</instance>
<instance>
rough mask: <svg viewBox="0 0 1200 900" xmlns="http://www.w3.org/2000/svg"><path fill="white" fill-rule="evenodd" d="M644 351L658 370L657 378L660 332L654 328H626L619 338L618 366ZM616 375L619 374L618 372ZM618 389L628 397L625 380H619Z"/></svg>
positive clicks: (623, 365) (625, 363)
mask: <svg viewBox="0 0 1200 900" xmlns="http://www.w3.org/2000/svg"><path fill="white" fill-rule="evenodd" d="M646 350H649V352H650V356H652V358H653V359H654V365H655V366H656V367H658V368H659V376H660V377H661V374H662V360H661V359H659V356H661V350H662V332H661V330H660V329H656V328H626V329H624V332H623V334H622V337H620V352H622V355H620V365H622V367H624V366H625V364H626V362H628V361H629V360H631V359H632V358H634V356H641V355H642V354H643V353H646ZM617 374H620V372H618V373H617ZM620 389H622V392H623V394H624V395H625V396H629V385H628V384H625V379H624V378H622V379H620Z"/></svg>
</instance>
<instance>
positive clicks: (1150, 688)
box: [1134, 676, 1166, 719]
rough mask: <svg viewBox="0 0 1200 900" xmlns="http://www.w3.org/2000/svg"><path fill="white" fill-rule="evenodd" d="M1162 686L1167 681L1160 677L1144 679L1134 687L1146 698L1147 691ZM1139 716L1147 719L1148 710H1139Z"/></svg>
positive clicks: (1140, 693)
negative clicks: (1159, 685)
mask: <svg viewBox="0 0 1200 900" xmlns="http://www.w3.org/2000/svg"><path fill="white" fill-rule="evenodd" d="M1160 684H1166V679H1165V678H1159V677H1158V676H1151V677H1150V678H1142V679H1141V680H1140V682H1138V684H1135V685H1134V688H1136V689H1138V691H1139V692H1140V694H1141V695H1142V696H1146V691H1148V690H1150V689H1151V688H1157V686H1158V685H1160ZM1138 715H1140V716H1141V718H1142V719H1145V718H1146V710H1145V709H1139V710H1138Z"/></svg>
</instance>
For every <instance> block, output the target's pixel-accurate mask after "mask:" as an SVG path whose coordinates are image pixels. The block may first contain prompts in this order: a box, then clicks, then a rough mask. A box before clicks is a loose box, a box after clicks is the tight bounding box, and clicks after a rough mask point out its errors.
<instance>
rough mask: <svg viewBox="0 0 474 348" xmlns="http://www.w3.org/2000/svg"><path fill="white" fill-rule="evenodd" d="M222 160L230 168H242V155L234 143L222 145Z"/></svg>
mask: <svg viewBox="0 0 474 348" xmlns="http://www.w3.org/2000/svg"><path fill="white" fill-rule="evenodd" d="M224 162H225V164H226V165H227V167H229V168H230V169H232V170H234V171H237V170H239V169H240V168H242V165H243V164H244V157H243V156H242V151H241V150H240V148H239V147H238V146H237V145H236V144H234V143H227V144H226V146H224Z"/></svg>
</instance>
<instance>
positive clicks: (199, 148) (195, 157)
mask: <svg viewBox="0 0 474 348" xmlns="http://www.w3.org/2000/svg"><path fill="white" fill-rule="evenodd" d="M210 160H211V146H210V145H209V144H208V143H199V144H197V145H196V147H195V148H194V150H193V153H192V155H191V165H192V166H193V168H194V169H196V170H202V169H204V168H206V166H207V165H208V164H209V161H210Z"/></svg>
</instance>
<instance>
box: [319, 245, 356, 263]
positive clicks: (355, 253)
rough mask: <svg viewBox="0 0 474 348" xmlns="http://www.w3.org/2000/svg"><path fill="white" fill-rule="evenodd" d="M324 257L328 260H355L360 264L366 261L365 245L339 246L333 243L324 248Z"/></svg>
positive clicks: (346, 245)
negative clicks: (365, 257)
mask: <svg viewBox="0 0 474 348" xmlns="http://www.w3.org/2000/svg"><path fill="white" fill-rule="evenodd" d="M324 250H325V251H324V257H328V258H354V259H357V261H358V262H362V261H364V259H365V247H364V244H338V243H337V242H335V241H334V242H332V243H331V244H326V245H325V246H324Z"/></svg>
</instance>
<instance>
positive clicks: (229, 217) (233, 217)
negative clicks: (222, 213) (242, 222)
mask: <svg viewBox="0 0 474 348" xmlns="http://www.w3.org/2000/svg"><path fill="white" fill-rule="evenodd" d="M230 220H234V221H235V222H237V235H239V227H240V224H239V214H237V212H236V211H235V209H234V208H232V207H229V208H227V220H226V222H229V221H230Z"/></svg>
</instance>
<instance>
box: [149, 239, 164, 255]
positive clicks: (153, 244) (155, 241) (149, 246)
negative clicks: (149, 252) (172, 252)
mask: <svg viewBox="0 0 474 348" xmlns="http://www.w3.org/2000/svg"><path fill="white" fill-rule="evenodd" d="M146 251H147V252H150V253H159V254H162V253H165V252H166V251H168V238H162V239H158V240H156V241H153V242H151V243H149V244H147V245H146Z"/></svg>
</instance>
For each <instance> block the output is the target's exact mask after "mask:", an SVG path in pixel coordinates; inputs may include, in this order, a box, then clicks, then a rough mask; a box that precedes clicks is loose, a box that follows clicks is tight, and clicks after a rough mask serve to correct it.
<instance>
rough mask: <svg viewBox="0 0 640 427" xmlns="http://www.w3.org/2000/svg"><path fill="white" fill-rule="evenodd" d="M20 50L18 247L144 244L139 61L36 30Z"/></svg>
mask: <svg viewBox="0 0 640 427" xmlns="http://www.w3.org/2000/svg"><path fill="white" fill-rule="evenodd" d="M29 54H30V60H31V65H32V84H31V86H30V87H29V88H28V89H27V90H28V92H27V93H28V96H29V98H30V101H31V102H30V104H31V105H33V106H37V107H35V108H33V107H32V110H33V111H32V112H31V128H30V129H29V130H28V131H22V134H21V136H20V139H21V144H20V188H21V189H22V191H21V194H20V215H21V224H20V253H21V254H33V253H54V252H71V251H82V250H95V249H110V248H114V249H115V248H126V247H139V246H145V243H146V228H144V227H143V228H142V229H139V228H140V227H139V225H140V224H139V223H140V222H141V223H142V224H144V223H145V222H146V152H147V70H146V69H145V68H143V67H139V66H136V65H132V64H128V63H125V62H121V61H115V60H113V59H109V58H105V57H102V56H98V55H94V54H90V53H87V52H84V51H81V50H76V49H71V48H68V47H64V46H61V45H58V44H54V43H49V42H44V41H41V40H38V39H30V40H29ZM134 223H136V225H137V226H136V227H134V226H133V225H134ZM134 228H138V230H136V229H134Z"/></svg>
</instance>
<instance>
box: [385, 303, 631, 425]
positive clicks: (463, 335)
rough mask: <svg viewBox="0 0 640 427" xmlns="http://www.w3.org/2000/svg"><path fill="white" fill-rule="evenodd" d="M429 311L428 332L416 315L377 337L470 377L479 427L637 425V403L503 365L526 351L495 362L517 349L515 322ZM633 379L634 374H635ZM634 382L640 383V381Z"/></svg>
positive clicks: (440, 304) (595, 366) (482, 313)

§ **EXERCISE GOAL**: Please output the listing above exactly, every line included.

§ **ANSWER SPACE**:
</instance>
<instance>
rough mask: <svg viewBox="0 0 1200 900" xmlns="http://www.w3.org/2000/svg"><path fill="white" fill-rule="evenodd" d="M644 351L658 370L657 378L660 332L654 328H626L619 338L618 366ZM616 375L619 374L618 372ZM618 389L628 397L625 380H619Z"/></svg>
positive clicks: (623, 365) (625, 363)
mask: <svg viewBox="0 0 1200 900" xmlns="http://www.w3.org/2000/svg"><path fill="white" fill-rule="evenodd" d="M646 350H649V352H650V356H652V358H653V359H654V365H655V366H656V367H658V368H659V376H660V377H661V374H662V360H661V359H659V356H661V350H662V332H661V330H660V329H656V328H626V329H624V332H623V334H622V337H620V352H622V355H620V365H622V367H624V366H625V364H626V362H628V361H629V360H631V359H632V358H634V356H641V355H642V354H643V353H646ZM617 374H620V372H618V373H617ZM620 389H622V392H623V394H624V395H625V396H629V385H628V384H625V379H624V378H622V379H620Z"/></svg>
</instance>
<instance>
positive clicks: (1150, 688)
box: [1134, 676, 1166, 719]
rough mask: <svg viewBox="0 0 1200 900" xmlns="http://www.w3.org/2000/svg"><path fill="white" fill-rule="evenodd" d="M1162 686L1167 681L1160 677L1144 679L1134 687L1146 698L1147 691ZM1139 716L1147 719L1148 710H1139Z"/></svg>
positive clicks: (1140, 693)
negative clicks: (1159, 685)
mask: <svg viewBox="0 0 1200 900" xmlns="http://www.w3.org/2000/svg"><path fill="white" fill-rule="evenodd" d="M1160 684H1166V679H1165V678H1159V677H1158V676H1151V677H1150V678H1142V679H1141V680H1140V682H1138V684H1135V685H1134V688H1136V689H1138V691H1139V692H1140V694H1141V695H1142V696H1146V691H1148V690H1150V689H1151V688H1157V686H1158V685H1160ZM1138 715H1140V716H1141V718H1142V719H1145V718H1146V710H1145V709H1139V710H1138Z"/></svg>
</instance>
For every <instance> block, output the target's pixel-accurate mask after "mask:" as an SVG path whose coordinates are image pixels. The block may first contain prompts in this order: a box, then clicks, then a rough mask. A box before clicks is a loose box, a box after clicks is the tight bounding box, and clicks after a rough mask point out its errors.
<instance>
rough mask: <svg viewBox="0 0 474 348" xmlns="http://www.w3.org/2000/svg"><path fill="white" fill-rule="evenodd" d="M222 160L230 168H242V155L234 143L222 145Z"/></svg>
mask: <svg viewBox="0 0 474 348" xmlns="http://www.w3.org/2000/svg"><path fill="white" fill-rule="evenodd" d="M224 162H225V164H226V165H227V167H229V168H230V169H232V170H234V171H237V170H239V169H240V168H242V165H243V164H244V157H243V156H242V151H241V150H240V148H239V147H238V146H237V145H236V144H234V143H227V144H226V146H224Z"/></svg>
</instance>
<instance>
positive clicks: (199, 148) (195, 157)
mask: <svg viewBox="0 0 474 348" xmlns="http://www.w3.org/2000/svg"><path fill="white" fill-rule="evenodd" d="M210 160H211V146H210V145H209V144H208V143H199V144H197V145H196V147H195V148H194V150H193V153H192V155H191V165H192V166H193V168H194V169H196V170H202V169H204V168H206V166H207V165H208V164H209V161H210Z"/></svg>
</instance>
<instance>
box: [319, 245, 356, 263]
positive clicks: (355, 253)
rough mask: <svg viewBox="0 0 474 348" xmlns="http://www.w3.org/2000/svg"><path fill="white" fill-rule="evenodd" d="M324 257L328 260H355L360 264L366 261L365 245L339 246L333 243L324 248Z"/></svg>
positive clicks: (346, 245)
negative clicks: (365, 257)
mask: <svg viewBox="0 0 474 348" xmlns="http://www.w3.org/2000/svg"><path fill="white" fill-rule="evenodd" d="M324 250H325V251H324V257H328V258H354V259H357V261H358V262H362V261H364V259H365V247H364V244H338V243H337V242H335V241H334V242H332V243H331V244H326V245H325V246H324Z"/></svg>
</instance>
<instance>
positive clicks: (229, 217) (233, 217)
negative clicks: (222, 213) (242, 222)
mask: <svg viewBox="0 0 474 348" xmlns="http://www.w3.org/2000/svg"><path fill="white" fill-rule="evenodd" d="M230 220H234V221H235V222H237V235H239V227H240V224H239V214H237V212H236V211H235V209H234V208H232V207H229V208H227V220H226V222H229V221H230Z"/></svg>
</instance>
<instance>
box: [149, 239, 164, 255]
positive clicks: (153, 244) (155, 241) (149, 246)
negative clicks: (149, 252) (172, 252)
mask: <svg viewBox="0 0 474 348" xmlns="http://www.w3.org/2000/svg"><path fill="white" fill-rule="evenodd" d="M146 251H147V252H150V253H159V254H162V253H165V252H166V251H168V238H162V239H158V240H156V241H153V242H151V243H149V244H147V245H146Z"/></svg>
</instance>
For each <instance> block the output is the target's exact mask after "mask:", an SVG path in pixel coordinates; inputs may include, in this order, a box, then clicks, then a rough mask; a box that precedes clicks is loose, a box that follows clicks is tight, and clicks after a rough mask serve to correct it.
<instance>
rough mask: <svg viewBox="0 0 640 427" xmlns="http://www.w3.org/2000/svg"><path fill="white" fill-rule="evenodd" d="M20 50L18 247L144 244L139 61L36 30Z"/></svg>
mask: <svg viewBox="0 0 640 427" xmlns="http://www.w3.org/2000/svg"><path fill="white" fill-rule="evenodd" d="M29 54H30V60H31V65H32V84H31V86H30V87H29V88H28V89H27V90H28V92H27V93H28V96H29V98H30V101H31V102H30V104H31V105H33V106H37V107H35V108H33V107H32V110H33V111H32V112H31V128H30V129H29V130H28V131H22V134H21V136H20V139H21V144H20V188H21V189H22V191H21V194H20V215H21V224H20V253H21V254H33V253H54V252H71V251H82V250H95V249H110V248H114V249H115V248H126V247H139V246H145V243H146V228H144V227H143V228H142V229H139V228H140V227H139V225H140V224H139V223H140V222H141V223H142V224H144V223H145V222H146V152H147V70H146V69H145V68H143V67H139V66H136V65H132V64H128V63H125V62H121V61H115V60H113V59H109V58H105V57H102V56H98V55H94V54H90V53H87V52H84V51H81V50H76V49H71V48H68V47H64V46H61V45H58V44H54V43H49V42H44V41H41V40H38V39H30V40H29ZM134 223H136V225H137V226H136V227H134V226H133V225H134ZM134 228H138V230H136V229H134Z"/></svg>
</instance>
<instance>
box: [385, 303, 631, 425]
positive clicks: (463, 335)
rough mask: <svg viewBox="0 0 640 427" xmlns="http://www.w3.org/2000/svg"><path fill="white" fill-rule="evenodd" d="M429 311L428 332L416 315L377 337L470 377L479 427L637 425V403L503 365L526 351L495 362L517 349L515 322ZM633 379L634 374H635ZM634 382L640 383V381Z"/></svg>
positive clicks: (440, 304) (595, 366) (482, 313)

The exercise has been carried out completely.